- **Given request**
Count the lines in the records that contain the string "brick", and give only that number.

(Extracted records)
--------------------
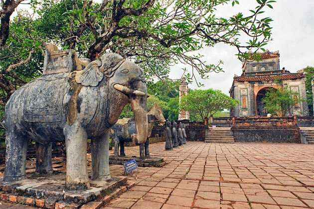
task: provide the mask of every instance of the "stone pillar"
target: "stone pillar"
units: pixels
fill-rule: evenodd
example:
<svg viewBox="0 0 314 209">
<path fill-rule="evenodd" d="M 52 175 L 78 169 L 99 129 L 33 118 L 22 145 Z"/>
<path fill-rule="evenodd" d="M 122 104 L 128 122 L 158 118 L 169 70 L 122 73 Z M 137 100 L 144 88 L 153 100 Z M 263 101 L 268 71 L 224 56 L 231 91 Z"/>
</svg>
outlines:
<svg viewBox="0 0 314 209">
<path fill-rule="evenodd" d="M 313 101 L 314 102 L 314 76 L 312 77 L 312 96 L 313 97 Z M 313 115 L 314 115 L 314 102 L 313 102 Z"/>
<path fill-rule="evenodd" d="M 180 87 L 179 88 L 179 104 L 181 101 L 181 98 L 184 96 L 187 95 L 188 94 L 188 88 L 187 87 L 187 82 L 186 82 L 186 80 L 185 78 L 182 78 L 181 79 L 181 84 L 180 85 Z M 190 114 L 188 112 L 186 112 L 184 110 L 181 110 L 180 112 L 179 112 L 179 117 L 178 118 L 178 120 L 189 120 L 190 119 Z"/>
</svg>

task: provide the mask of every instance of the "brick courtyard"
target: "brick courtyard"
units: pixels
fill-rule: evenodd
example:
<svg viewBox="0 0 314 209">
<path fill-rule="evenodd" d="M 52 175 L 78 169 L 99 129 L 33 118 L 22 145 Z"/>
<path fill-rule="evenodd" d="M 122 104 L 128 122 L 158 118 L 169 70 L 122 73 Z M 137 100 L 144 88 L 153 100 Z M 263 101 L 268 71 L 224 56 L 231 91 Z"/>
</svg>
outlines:
<svg viewBox="0 0 314 209">
<path fill-rule="evenodd" d="M 314 208 L 314 145 L 188 142 L 164 148 L 150 149 L 167 164 L 139 167 L 129 178 L 136 185 L 107 208 Z M 126 149 L 139 155 L 138 147 Z"/>
</svg>

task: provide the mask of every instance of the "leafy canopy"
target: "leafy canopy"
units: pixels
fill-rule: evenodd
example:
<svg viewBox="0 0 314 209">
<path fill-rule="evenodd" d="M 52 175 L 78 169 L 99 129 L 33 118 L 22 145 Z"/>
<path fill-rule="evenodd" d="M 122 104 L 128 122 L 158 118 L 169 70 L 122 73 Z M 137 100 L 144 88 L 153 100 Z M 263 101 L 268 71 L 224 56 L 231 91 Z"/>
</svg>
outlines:
<svg viewBox="0 0 314 209">
<path fill-rule="evenodd" d="M 212 116 L 224 108 L 234 107 L 239 101 L 221 92 L 220 90 L 190 91 L 182 98 L 179 109 L 188 111 L 191 120 L 204 121 L 205 117 Z"/>
</svg>

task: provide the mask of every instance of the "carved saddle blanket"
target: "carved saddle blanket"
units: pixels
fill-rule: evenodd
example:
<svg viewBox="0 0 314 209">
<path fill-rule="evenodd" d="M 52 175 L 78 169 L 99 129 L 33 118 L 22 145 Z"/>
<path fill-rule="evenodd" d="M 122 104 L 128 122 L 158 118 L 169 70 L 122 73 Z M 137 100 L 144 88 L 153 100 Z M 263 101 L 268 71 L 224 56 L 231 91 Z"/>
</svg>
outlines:
<svg viewBox="0 0 314 209">
<path fill-rule="evenodd" d="M 63 97 L 68 73 L 43 75 L 29 83 L 23 109 L 23 119 L 28 122 L 51 122 L 62 119 Z"/>
</svg>

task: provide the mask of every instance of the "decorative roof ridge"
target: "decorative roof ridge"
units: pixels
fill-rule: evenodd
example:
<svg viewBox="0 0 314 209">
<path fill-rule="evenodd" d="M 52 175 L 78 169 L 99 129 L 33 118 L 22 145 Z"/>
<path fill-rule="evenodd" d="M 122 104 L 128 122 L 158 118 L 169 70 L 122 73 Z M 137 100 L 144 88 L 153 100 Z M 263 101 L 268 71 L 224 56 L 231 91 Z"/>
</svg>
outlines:
<svg viewBox="0 0 314 209">
<path fill-rule="evenodd" d="M 264 75 L 241 75 L 240 76 L 238 76 L 237 75 L 234 74 L 234 76 L 233 78 L 237 78 L 241 77 L 263 77 L 263 76 L 270 76 L 270 77 L 275 77 L 275 76 L 281 76 L 284 75 L 304 75 L 305 76 L 305 74 L 303 72 L 301 73 L 281 73 L 280 74 L 264 74 Z"/>
</svg>

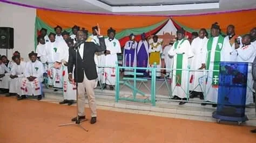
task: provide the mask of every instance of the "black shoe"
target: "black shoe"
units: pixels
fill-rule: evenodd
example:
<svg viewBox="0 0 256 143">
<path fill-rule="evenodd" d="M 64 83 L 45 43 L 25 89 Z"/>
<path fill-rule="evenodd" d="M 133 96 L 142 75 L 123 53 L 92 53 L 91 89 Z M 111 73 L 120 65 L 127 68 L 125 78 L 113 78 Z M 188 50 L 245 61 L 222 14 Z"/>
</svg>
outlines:
<svg viewBox="0 0 256 143">
<path fill-rule="evenodd" d="M 113 85 L 110 85 L 109 88 L 110 88 L 110 90 L 114 90 L 114 86 L 113 86 Z"/>
<path fill-rule="evenodd" d="M 205 98 L 204 98 L 204 95 L 203 94 L 200 94 L 200 99 L 201 100 L 204 100 Z"/>
<path fill-rule="evenodd" d="M 182 100 L 183 101 L 186 101 L 187 98 L 184 98 L 182 99 Z M 181 102 L 179 102 L 179 105 L 184 105 L 187 102 L 187 101 L 181 101 Z"/>
<path fill-rule="evenodd" d="M 5 97 L 10 97 L 10 96 L 12 96 L 12 95 L 11 95 L 11 93 L 10 93 L 10 94 L 9 94 L 5 95 Z"/>
<path fill-rule="evenodd" d="M 77 120 L 77 117 L 76 117 L 73 118 L 73 119 L 71 119 L 72 121 L 75 121 Z M 78 120 L 85 120 L 85 116 L 78 116 Z"/>
<path fill-rule="evenodd" d="M 97 122 L 97 117 L 93 117 L 91 119 L 91 124 L 95 124 Z"/>
<path fill-rule="evenodd" d="M 59 104 L 66 104 L 66 103 L 69 103 L 69 101 L 67 100 L 67 99 L 64 99 L 64 101 L 59 102 Z"/>
<path fill-rule="evenodd" d="M 69 100 L 68 101 L 68 105 L 70 106 L 72 104 L 74 104 L 74 101 L 73 100 Z"/>
<path fill-rule="evenodd" d="M 20 100 L 24 99 L 25 98 L 26 98 L 26 96 L 23 95 L 22 95 L 22 96 L 19 96 L 19 98 L 18 98 L 18 99 L 17 100 L 17 101 L 20 101 Z"/>
<path fill-rule="evenodd" d="M 256 133 L 256 129 L 251 130 L 251 132 L 253 133 Z"/>
<path fill-rule="evenodd" d="M 42 95 L 39 95 L 37 96 L 37 100 L 38 101 L 41 101 L 42 99 Z"/>
<path fill-rule="evenodd" d="M 190 95 L 190 98 L 194 98 L 196 96 L 196 96 L 194 94 L 194 93 L 192 93 Z"/>
<path fill-rule="evenodd" d="M 174 95 L 174 96 L 173 96 L 173 97 L 172 97 L 172 98 L 171 98 L 171 99 L 173 99 L 173 100 L 177 100 L 178 99 L 179 97 L 176 95 Z"/>
</svg>

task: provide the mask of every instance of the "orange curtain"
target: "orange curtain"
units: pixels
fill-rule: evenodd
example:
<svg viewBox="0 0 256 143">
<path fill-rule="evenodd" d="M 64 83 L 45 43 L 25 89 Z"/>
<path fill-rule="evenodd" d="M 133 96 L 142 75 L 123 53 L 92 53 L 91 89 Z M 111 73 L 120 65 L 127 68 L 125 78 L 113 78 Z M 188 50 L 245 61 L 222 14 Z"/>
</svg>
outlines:
<svg viewBox="0 0 256 143">
<path fill-rule="evenodd" d="M 110 27 L 117 32 L 125 29 L 150 26 L 166 19 L 168 17 L 140 16 L 87 14 L 65 12 L 37 9 L 37 16 L 52 27 L 57 25 L 63 28 L 72 27 L 74 25 L 88 30 L 98 23 L 102 34 L 106 35 Z"/>
<path fill-rule="evenodd" d="M 233 24 L 238 34 L 244 34 L 256 27 L 256 10 L 242 11 L 219 14 L 173 17 L 172 19 L 180 24 L 194 30 L 210 28 L 212 24 L 218 22 L 221 31 L 226 32 L 226 27 Z"/>
</svg>

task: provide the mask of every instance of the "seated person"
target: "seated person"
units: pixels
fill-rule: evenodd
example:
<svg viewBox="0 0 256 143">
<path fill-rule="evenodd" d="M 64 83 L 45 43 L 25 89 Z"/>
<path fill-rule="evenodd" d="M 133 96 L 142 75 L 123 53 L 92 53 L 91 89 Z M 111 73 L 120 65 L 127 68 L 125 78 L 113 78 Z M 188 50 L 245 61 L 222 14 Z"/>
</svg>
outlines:
<svg viewBox="0 0 256 143">
<path fill-rule="evenodd" d="M 10 75 L 9 95 L 15 96 L 21 92 L 22 80 L 25 77 L 26 62 L 21 61 L 19 55 L 14 55 L 12 58 L 15 63 L 12 66 Z"/>
<path fill-rule="evenodd" d="M 30 61 L 26 64 L 25 77 L 22 79 L 20 97 L 18 100 L 26 98 L 26 95 L 37 96 L 37 99 L 42 99 L 42 82 L 44 74 L 44 66 L 37 60 L 37 54 L 33 51 L 29 53 Z"/>
<path fill-rule="evenodd" d="M 10 72 L 12 62 L 7 57 L 2 55 L 0 57 L 0 91 L 2 94 L 9 92 Z"/>
</svg>

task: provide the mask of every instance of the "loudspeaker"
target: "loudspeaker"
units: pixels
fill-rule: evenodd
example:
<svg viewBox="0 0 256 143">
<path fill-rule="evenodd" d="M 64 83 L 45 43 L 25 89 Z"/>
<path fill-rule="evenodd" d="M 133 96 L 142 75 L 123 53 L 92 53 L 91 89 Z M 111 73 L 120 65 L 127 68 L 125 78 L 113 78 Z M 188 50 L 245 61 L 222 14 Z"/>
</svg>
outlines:
<svg viewBox="0 0 256 143">
<path fill-rule="evenodd" d="M 14 28 L 0 27 L 0 48 L 14 48 Z"/>
</svg>

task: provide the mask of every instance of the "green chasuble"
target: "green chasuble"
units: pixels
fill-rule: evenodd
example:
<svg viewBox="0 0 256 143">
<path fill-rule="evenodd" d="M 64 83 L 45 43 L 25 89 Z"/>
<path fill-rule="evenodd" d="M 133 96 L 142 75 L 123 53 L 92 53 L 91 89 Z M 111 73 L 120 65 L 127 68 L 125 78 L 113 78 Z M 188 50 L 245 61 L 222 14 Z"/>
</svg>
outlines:
<svg viewBox="0 0 256 143">
<path fill-rule="evenodd" d="M 176 41 L 174 44 L 174 48 L 175 49 L 179 48 L 178 47 L 178 45 L 179 43 L 179 46 L 181 45 L 184 41 L 187 39 L 184 38 L 179 41 Z M 183 54 L 177 54 L 177 58 L 176 60 L 176 69 L 182 69 L 182 62 L 183 60 Z M 180 86 L 181 85 L 181 77 L 182 77 L 182 70 L 176 70 L 176 86 Z"/>
<path fill-rule="evenodd" d="M 207 44 L 207 55 L 206 61 L 206 69 L 209 69 L 210 61 L 212 57 L 211 57 L 211 53 L 214 52 L 214 62 L 213 62 L 213 70 L 218 70 L 213 72 L 212 74 L 212 85 L 213 87 L 218 87 L 219 84 L 219 73 L 220 68 L 220 52 L 221 51 L 223 47 L 223 42 L 224 41 L 224 38 L 221 35 L 219 35 L 218 38 L 217 45 L 214 51 L 212 51 L 212 48 L 213 47 L 212 42 L 213 42 L 214 37 L 211 37 L 208 40 Z"/>
</svg>

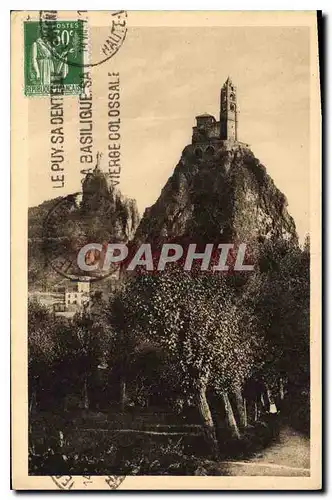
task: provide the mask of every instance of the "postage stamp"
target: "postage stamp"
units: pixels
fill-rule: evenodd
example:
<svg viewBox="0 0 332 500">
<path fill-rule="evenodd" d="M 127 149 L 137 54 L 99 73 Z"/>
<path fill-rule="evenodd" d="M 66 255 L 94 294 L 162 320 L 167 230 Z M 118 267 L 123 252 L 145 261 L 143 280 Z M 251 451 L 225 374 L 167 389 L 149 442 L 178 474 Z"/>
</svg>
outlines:
<svg viewBox="0 0 332 500">
<path fill-rule="evenodd" d="M 40 22 L 24 23 L 26 96 L 48 96 L 57 87 L 65 95 L 81 92 L 84 61 L 83 21 L 57 21 L 52 28 L 52 36 L 45 37 Z"/>
</svg>

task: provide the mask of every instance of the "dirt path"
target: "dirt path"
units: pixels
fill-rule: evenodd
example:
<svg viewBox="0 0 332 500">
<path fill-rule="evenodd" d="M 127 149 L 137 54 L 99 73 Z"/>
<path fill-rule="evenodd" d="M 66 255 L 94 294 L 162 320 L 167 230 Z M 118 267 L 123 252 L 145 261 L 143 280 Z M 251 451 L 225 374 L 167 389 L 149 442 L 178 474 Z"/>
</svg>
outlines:
<svg viewBox="0 0 332 500">
<path fill-rule="evenodd" d="M 309 476 L 309 438 L 285 426 L 271 446 L 249 460 L 223 462 L 224 467 L 230 476 Z"/>
</svg>

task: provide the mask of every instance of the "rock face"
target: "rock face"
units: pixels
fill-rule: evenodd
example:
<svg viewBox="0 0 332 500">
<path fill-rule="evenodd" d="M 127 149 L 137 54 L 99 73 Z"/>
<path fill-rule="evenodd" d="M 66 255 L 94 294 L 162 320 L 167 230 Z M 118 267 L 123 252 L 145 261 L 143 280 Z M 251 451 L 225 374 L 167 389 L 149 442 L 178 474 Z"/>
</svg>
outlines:
<svg viewBox="0 0 332 500">
<path fill-rule="evenodd" d="M 235 141 L 187 146 L 156 203 L 145 210 L 136 244 L 165 241 L 297 244 L 286 197 L 249 147 Z"/>
<path fill-rule="evenodd" d="M 87 175 L 83 193 L 29 208 L 28 223 L 29 289 L 44 290 L 62 280 L 51 262 L 76 262 L 78 251 L 87 243 L 127 243 L 134 237 L 139 214 L 136 201 L 109 187 L 96 168 Z"/>
</svg>

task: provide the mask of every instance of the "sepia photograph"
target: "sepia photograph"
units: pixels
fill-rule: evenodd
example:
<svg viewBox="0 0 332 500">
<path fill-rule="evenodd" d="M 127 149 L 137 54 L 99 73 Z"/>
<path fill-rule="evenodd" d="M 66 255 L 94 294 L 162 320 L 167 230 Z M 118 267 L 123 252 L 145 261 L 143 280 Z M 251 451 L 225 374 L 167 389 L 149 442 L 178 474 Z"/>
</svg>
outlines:
<svg viewBox="0 0 332 500">
<path fill-rule="evenodd" d="M 12 12 L 14 489 L 320 489 L 317 22 Z"/>
</svg>

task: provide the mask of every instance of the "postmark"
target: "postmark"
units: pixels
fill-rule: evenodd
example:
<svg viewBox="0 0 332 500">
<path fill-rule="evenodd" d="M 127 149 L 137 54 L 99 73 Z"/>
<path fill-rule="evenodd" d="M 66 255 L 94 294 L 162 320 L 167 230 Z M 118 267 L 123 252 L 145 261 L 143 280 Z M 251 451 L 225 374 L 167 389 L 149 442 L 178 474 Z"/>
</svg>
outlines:
<svg viewBox="0 0 332 500">
<path fill-rule="evenodd" d="M 123 483 L 126 476 L 51 476 L 60 490 L 116 490 Z"/>
<path fill-rule="evenodd" d="M 96 192 L 93 183 L 90 187 L 89 180 L 87 176 L 83 192 L 55 201 L 43 222 L 46 263 L 57 274 L 71 281 L 100 281 L 119 270 L 119 266 L 105 270 L 102 265 L 107 243 L 113 235 L 113 207 L 107 193 L 103 195 L 100 191 Z M 102 249 L 93 249 L 86 254 L 87 264 L 93 266 L 94 270 L 84 271 L 78 265 L 78 254 L 86 245 L 95 242 Z"/>
<path fill-rule="evenodd" d="M 64 95 L 80 94 L 83 59 L 82 21 L 57 21 L 52 39 L 43 36 L 40 22 L 24 22 L 26 96 L 49 96 L 60 91 Z"/>
<path fill-rule="evenodd" d="M 62 13 L 63 15 L 63 13 Z M 121 48 L 127 35 L 127 12 L 125 10 L 107 11 L 76 11 L 68 12 L 73 22 L 79 23 L 80 48 L 83 58 L 78 60 L 71 53 L 63 56 L 57 52 L 59 61 L 65 61 L 69 66 L 88 68 L 98 66 L 111 59 Z M 102 26 L 100 16 L 102 15 Z M 58 40 L 58 23 L 61 22 L 57 11 L 40 11 L 39 25 L 41 37 L 46 43 L 53 44 Z M 99 19 L 99 24 L 97 23 Z"/>
</svg>

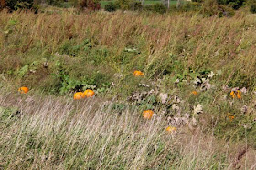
--------------------
- **Written response**
2